**Task item:** Every entry is to be restated exactly; pictures are not part of the copy.

**Items listed in a dataset:**
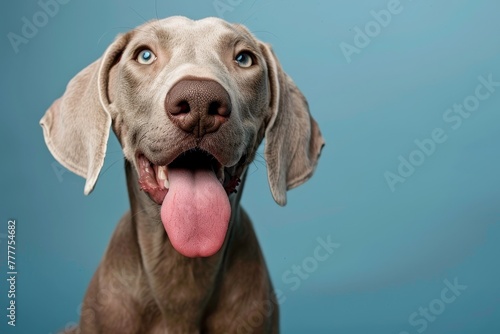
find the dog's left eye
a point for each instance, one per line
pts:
(146, 57)
(244, 59)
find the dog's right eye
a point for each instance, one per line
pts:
(146, 57)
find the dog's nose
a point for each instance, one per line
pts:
(198, 106)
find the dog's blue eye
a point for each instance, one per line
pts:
(244, 59)
(146, 57)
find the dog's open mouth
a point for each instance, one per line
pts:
(193, 193)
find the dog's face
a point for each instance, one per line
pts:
(190, 102)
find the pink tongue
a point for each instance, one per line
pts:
(195, 212)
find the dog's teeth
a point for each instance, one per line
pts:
(161, 173)
(163, 176)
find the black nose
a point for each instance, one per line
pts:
(198, 106)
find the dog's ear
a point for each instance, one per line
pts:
(293, 138)
(76, 126)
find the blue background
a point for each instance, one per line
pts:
(396, 247)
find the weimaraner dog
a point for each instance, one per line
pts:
(190, 102)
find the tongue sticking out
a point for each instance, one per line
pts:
(195, 212)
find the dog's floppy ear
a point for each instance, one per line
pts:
(293, 138)
(76, 126)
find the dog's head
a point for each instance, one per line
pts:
(190, 102)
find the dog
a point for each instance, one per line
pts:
(190, 102)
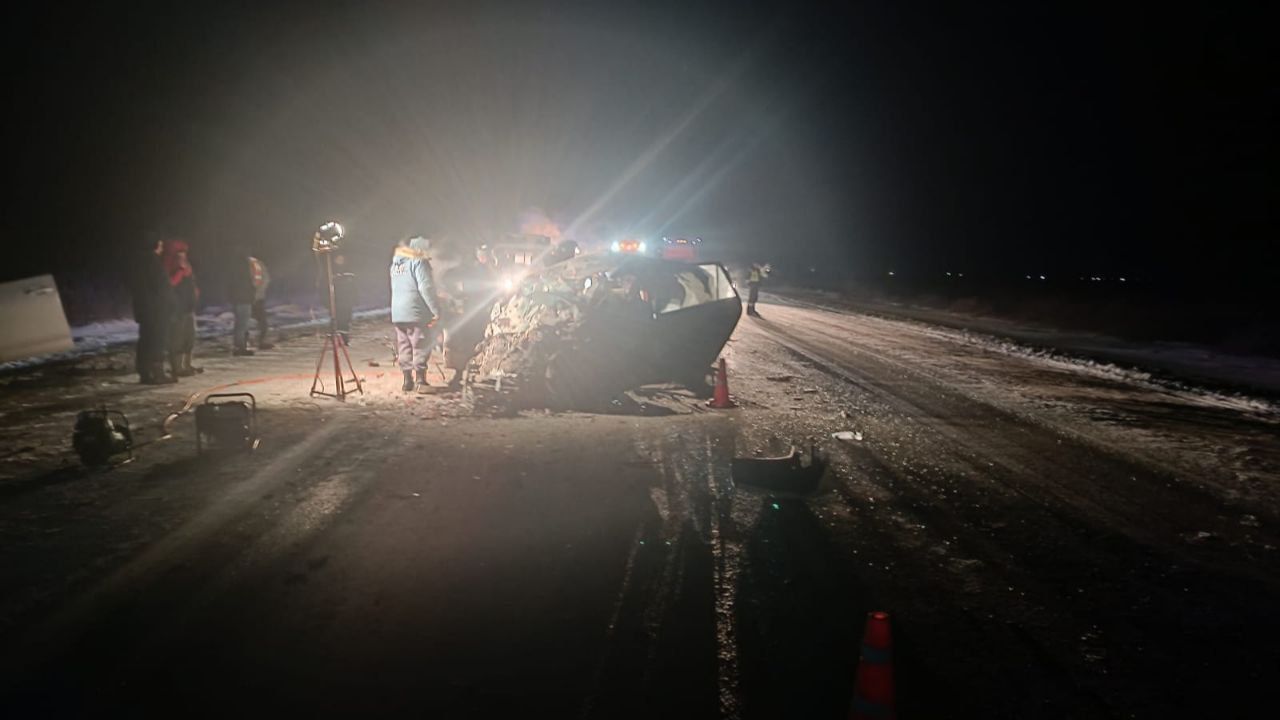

**Exercise solution:**
find the dog's left eye
a point for each instance, one per line
pts:
(146, 57)
(244, 59)
find the dog's right eye
a point for each instance, one per line
pts:
(146, 57)
find the dog's nose
a point for each instance, one per line
pts:
(198, 106)
find the dog's blue eye
a point for each instance, one per line
pts:
(244, 59)
(146, 57)
find the dog's open mouth
a point for each instance, one per line
pts:
(193, 193)
find the dog's face
a point for each instance, one per line
pts:
(190, 102)
find the pink tongue
a point for each instance, one per line
pts:
(195, 212)
find the dog's teeth
a point for each instance, one per line
pts:
(161, 173)
(163, 176)
find the black nose
a point for each instance, one per line
pts:
(198, 106)
find the dog's ear
a point for each instance, one per line
pts:
(293, 138)
(76, 126)
find the blue background
a point for each instance, one per line
pts:
(396, 247)
find the weimaraner dog
a point for each instance, one per line
pts:
(190, 102)
find the tongue sticking out
a point for each instance, one per line
pts:
(195, 212)
find the dog's floppy ear
a point for each instance, one per line
pts:
(293, 138)
(76, 126)
find the dog's head
a point for each instance, one per line
pts:
(190, 102)
find the dog
a point for each instance, one per line
pts:
(190, 102)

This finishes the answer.